##### Data for this task #####

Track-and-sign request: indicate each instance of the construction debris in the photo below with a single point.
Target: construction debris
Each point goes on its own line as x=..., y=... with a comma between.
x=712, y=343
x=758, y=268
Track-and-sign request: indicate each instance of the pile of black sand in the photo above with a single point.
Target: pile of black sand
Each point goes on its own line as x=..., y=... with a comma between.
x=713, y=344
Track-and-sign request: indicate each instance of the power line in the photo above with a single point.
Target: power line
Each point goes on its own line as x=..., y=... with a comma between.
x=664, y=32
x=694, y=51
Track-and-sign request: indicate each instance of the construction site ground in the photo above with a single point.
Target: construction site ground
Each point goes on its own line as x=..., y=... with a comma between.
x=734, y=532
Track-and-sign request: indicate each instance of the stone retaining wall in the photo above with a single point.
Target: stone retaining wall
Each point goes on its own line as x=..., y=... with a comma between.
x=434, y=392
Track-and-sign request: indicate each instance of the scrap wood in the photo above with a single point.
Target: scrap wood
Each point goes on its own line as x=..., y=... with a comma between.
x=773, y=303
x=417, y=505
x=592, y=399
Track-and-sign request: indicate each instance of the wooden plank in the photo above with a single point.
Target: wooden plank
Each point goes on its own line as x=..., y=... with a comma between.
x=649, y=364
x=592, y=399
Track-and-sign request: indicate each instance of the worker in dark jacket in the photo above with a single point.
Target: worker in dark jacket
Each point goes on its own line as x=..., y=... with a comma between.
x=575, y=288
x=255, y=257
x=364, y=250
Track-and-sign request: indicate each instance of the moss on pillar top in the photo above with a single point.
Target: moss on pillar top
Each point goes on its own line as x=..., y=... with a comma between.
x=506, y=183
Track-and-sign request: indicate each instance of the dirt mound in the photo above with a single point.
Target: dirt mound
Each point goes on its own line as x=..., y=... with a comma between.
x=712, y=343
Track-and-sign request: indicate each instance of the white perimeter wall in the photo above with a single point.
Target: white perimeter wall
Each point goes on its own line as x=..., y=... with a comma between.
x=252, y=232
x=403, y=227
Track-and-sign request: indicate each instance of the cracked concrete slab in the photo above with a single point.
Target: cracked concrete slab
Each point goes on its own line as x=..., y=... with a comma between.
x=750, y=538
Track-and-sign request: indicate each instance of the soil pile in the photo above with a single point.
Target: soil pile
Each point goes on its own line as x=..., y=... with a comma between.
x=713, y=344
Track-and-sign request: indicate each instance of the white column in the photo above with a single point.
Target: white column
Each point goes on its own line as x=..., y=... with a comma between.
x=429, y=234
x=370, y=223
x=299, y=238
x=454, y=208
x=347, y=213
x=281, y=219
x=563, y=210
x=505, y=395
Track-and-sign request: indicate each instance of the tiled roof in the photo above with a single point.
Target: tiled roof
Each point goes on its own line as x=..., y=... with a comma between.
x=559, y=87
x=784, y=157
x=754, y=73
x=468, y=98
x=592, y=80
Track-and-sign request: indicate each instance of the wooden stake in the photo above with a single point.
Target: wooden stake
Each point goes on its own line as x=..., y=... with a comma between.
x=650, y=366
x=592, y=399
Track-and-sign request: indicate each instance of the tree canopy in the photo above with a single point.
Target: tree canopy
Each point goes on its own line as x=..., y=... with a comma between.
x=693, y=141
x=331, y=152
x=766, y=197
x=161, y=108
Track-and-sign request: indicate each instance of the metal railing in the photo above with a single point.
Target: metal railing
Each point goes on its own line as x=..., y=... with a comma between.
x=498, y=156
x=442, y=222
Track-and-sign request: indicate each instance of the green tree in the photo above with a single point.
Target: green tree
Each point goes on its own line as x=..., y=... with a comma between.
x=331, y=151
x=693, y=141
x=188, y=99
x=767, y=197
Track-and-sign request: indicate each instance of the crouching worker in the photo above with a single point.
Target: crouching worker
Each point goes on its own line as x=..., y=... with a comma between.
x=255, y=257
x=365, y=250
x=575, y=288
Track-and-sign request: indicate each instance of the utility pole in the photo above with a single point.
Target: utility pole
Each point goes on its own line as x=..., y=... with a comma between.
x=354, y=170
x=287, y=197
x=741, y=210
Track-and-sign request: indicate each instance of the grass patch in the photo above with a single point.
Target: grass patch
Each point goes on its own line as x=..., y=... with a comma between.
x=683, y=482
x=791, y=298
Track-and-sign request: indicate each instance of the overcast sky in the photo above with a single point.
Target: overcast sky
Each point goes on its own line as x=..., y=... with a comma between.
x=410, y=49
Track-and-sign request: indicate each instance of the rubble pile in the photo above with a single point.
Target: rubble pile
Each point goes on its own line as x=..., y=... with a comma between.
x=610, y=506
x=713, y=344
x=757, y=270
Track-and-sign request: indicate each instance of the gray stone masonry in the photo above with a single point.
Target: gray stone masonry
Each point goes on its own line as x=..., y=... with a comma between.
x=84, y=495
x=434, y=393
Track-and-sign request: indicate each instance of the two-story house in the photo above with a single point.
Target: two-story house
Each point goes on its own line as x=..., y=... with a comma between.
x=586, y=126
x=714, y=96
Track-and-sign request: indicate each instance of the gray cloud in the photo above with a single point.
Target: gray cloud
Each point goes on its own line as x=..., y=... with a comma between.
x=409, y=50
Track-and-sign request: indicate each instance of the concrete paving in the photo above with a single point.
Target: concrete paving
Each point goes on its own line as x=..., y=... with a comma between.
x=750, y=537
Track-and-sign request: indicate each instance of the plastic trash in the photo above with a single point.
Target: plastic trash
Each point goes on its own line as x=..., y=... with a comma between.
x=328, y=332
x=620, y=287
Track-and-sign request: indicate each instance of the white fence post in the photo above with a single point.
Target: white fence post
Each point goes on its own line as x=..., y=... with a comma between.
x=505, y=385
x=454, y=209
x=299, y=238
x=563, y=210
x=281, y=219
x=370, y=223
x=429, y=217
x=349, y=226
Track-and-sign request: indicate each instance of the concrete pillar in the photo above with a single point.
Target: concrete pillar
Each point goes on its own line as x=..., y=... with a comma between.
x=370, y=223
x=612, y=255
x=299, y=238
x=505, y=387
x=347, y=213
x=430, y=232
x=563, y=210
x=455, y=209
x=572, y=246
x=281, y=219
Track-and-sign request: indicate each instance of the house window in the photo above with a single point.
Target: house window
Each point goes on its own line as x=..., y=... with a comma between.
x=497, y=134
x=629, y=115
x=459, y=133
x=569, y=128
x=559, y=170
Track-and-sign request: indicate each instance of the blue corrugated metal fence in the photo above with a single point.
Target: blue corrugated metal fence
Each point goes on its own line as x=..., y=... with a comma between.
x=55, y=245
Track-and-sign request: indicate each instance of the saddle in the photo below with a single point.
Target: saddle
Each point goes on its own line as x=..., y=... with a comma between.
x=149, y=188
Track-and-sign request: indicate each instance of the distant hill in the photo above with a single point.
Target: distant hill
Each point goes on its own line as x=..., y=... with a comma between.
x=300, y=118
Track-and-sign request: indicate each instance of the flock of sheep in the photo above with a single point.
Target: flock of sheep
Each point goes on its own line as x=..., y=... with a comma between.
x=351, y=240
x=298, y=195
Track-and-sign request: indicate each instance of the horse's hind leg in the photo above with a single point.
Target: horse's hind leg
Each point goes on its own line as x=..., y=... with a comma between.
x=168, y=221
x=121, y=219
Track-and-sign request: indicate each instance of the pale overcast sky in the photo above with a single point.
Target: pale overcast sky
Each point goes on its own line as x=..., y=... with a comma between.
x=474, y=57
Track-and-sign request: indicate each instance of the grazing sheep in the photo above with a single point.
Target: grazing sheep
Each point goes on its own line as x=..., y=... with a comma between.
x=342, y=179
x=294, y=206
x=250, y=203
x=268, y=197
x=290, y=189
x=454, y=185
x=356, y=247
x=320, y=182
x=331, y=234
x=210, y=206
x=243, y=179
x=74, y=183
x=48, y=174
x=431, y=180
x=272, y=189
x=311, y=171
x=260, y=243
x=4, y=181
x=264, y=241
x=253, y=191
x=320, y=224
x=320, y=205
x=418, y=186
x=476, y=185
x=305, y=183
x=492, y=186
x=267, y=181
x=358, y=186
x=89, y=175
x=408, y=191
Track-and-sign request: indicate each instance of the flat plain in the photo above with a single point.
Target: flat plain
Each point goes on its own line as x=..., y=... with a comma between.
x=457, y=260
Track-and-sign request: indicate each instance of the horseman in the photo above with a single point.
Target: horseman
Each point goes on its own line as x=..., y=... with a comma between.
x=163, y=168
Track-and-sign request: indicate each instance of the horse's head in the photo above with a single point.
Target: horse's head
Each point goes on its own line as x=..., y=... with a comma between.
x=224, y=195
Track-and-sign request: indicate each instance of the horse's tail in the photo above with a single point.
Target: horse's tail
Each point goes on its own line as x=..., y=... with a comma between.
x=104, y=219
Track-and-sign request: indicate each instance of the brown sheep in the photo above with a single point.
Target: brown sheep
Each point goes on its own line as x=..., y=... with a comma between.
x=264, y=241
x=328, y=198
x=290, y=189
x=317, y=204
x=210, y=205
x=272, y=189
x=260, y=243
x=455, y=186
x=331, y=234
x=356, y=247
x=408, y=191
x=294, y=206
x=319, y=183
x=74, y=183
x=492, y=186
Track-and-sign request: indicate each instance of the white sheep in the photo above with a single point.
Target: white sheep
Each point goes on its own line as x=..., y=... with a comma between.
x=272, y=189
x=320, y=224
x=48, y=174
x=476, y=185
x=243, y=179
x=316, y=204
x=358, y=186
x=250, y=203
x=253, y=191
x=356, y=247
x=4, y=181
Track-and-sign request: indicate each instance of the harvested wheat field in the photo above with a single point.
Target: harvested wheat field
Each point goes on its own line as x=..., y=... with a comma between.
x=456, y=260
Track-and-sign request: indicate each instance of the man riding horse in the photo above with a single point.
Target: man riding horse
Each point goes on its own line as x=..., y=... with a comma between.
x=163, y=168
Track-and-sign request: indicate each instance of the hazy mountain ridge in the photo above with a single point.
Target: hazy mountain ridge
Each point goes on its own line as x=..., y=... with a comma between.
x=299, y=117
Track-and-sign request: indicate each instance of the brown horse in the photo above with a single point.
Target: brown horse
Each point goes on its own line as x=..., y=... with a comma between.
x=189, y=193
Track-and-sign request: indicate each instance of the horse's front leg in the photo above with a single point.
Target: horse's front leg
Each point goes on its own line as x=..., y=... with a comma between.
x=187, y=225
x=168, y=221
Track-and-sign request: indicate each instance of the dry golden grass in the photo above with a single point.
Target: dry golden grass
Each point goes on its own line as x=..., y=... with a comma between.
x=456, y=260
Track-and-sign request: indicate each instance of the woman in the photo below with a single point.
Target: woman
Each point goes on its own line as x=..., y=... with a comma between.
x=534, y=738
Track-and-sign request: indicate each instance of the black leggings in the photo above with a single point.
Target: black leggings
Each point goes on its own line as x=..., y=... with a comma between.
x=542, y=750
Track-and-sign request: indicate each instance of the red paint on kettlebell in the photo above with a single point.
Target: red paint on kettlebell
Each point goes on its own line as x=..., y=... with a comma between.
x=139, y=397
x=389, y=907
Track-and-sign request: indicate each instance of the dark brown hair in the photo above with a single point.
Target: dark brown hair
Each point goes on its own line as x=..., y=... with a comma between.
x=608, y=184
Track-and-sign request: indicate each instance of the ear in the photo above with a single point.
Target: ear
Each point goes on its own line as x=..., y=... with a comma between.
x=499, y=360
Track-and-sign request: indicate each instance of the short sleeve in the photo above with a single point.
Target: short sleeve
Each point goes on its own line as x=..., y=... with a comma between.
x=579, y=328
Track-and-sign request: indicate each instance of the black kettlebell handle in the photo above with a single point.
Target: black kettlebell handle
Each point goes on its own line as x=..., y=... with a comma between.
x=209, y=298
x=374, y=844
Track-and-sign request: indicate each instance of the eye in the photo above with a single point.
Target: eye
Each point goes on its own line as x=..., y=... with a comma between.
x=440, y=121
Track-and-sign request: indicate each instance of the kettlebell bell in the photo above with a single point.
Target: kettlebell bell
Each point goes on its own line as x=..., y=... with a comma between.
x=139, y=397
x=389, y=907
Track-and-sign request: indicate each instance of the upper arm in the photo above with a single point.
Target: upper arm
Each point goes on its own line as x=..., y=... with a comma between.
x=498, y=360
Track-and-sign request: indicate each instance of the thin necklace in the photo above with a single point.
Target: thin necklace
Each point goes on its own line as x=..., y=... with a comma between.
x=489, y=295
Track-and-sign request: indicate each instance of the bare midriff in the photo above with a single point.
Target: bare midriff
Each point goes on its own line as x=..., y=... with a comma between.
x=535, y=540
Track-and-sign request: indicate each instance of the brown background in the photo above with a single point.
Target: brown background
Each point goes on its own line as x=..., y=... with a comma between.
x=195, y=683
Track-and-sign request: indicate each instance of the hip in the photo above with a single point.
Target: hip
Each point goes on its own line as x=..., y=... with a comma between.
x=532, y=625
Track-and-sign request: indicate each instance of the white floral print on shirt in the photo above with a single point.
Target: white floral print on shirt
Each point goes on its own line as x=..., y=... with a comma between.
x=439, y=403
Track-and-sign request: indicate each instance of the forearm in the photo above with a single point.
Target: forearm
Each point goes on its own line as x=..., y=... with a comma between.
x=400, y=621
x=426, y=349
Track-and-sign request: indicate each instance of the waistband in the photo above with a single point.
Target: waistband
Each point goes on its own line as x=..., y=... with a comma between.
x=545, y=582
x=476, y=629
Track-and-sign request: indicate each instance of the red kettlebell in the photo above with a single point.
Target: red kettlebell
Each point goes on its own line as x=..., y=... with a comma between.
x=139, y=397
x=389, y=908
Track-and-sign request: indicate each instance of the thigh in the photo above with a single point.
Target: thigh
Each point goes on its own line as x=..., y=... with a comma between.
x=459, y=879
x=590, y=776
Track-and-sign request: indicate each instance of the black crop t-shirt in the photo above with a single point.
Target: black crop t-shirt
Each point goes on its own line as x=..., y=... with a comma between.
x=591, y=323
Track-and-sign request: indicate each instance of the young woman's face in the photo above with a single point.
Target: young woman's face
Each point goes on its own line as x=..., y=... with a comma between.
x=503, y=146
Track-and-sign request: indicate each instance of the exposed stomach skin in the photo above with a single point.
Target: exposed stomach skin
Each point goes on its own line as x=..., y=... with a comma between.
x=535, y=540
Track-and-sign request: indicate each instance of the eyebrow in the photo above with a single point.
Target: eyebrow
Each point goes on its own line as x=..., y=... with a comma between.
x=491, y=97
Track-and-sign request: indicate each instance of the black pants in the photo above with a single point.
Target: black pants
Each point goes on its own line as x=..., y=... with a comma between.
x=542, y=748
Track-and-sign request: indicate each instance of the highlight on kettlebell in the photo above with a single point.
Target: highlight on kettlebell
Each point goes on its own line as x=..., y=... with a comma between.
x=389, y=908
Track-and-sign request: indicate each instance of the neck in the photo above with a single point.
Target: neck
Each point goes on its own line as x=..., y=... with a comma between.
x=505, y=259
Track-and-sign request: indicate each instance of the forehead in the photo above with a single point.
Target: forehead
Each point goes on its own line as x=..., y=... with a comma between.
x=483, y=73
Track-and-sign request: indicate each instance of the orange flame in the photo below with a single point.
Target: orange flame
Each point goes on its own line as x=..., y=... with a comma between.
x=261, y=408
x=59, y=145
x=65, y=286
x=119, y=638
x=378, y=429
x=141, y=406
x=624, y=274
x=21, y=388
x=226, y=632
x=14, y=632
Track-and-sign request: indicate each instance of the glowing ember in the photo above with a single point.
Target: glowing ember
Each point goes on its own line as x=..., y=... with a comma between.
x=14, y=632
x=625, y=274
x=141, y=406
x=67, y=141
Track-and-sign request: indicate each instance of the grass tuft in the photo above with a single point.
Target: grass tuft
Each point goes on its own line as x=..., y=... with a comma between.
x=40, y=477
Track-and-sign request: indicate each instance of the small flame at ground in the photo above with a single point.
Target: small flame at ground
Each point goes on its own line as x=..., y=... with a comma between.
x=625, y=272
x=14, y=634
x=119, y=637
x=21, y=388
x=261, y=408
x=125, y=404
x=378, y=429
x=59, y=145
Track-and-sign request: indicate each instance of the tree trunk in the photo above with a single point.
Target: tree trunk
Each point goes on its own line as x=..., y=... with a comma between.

#####

Rewrite the records from the line with "Track-and-sign request: indicate each instance of the neck" to the line with "x=67, y=141", changing "glowing ember" to "burning ember" and leaving everything else as it is.

Track-and-sign request: indicate each instance of the neck in the photo above with a single point.
Target: neck
Each point goes on its own line as x=..., y=... with a comma between.
x=505, y=259
Track-and-sign request: indicate each instance of the forehead in the photo above with a single point.
Target: forehead
Each point goes on its own line as x=..., y=... with a comma between.
x=483, y=73
Track-and-sign request: indicate each instance of the orange flame in the photo below with a single point.
Target: orange flame
Each point goes on its own line as x=..., y=... with a comma between.
x=261, y=408
x=59, y=145
x=65, y=286
x=119, y=638
x=378, y=429
x=141, y=406
x=624, y=274
x=21, y=388
x=226, y=632
x=14, y=632
Track-and-sign request: indicate each instance of the burning ember in the photo above with a single point.
Target: burning ember
Each point goes on its own line as x=..., y=... with a comma between.
x=14, y=632
x=625, y=274
x=141, y=406
x=67, y=141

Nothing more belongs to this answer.